*Supplied passage*
+---+
More than 200 Staten Islanders — among them students, grandparents, workers bleary-eyed from nightshifts and many native-born Americans — are converging on Washington D.C. Wednesday to lend their voices to a chorus of more than 50,000 calling for sensible immigration reform.
Dubbed the Rally for Citizenship, the demonstration on the U.S. Capitol’s West Lawn includes speeches from immigration rights advocates, labor leaders, faith organizations and members of Congress working on immigration legislation. The time is ripe, advocates say, for thoughtful changes to the country’s broken immigration system, and legislation that could benefit individuals, families and the economy at large.
“More and more people, even in public opinion, agree the laws we have don’t work. They don’t work for immigrants, for the economy. It’s not just about the undocumented … it’s to reform a system that’s not working for immigrants who have legal status,” said Gonzalo Mercado, executive director of El Centro de Hospitalidad in Port Richmond and head of the Staten Island Immigrants Coalition. Also joining the bus trip to Washington were students from Wagner College and members of the Staten Island Ghanaian Association, among other longtime community activists.
“We are very motivated for people from the Staten Island community and beyond to come together and scream and shout and dance, and that the time is now,” said Wagner senior Kevin Ferreira, an American citizen who wants all young people who call this country home to have the same access to education. “It is better for the people and society.”
+---+
*Region pointing data*
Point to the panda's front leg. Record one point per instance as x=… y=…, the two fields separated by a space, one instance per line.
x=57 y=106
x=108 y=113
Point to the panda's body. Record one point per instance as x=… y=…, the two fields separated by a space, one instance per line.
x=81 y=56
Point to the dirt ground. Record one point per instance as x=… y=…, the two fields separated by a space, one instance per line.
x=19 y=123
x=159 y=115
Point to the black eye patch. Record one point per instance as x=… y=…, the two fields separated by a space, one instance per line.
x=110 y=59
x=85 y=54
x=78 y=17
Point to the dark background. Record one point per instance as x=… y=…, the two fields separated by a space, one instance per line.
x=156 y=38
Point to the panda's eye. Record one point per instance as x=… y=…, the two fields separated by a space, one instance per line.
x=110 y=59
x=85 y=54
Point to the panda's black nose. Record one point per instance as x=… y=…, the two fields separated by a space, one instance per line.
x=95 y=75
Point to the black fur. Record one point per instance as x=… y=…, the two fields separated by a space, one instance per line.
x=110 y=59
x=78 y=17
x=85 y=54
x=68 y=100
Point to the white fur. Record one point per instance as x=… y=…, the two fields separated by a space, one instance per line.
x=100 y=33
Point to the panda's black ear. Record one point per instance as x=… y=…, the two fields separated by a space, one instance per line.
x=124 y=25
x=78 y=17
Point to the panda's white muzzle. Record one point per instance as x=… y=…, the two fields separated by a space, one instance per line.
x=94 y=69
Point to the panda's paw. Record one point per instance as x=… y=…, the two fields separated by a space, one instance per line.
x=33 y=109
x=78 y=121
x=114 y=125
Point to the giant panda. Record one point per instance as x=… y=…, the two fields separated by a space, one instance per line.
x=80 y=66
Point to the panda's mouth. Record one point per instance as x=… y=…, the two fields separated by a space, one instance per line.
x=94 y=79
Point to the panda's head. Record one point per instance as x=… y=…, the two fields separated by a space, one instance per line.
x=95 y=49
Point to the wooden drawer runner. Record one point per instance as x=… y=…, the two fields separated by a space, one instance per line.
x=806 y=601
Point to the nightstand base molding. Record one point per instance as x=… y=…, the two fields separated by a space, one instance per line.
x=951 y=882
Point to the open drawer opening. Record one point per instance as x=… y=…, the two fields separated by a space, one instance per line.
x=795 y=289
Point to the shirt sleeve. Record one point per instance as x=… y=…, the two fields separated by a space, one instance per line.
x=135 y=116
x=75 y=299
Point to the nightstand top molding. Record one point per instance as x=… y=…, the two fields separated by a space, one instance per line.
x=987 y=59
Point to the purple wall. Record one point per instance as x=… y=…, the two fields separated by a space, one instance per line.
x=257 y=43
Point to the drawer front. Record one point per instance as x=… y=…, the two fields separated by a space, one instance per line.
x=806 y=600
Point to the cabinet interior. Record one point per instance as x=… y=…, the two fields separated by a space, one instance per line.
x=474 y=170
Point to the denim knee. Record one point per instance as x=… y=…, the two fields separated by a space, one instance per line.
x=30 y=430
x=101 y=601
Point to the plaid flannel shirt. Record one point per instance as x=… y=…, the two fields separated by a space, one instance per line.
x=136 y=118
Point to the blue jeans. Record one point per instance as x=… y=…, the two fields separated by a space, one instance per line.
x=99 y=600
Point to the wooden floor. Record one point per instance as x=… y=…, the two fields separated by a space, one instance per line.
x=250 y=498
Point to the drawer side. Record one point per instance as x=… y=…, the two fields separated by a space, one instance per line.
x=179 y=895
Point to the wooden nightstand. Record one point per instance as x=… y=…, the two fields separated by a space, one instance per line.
+---+
*Activity 1*
From the rally article, set down the passage between "More than 200" and "sensible immigration reform.", inclusive.
*Activity 2*
In the rally article, what organization does Gonzalo Mercado serve as executive director?
The rows have no connection to the article about the Staten Island rally.

*Response 1*
More than 200 Staten Islanders — among them students, grandparents, workers bleary-eyed from nightshifts and many native-born Americans — are converging on Washington D.C. Wednesday to lend their voices to a chorus of more than 50,000 calling for sensible immigration reform.

*Response 2*
El Centro de Hospitalidad in Port Richmond.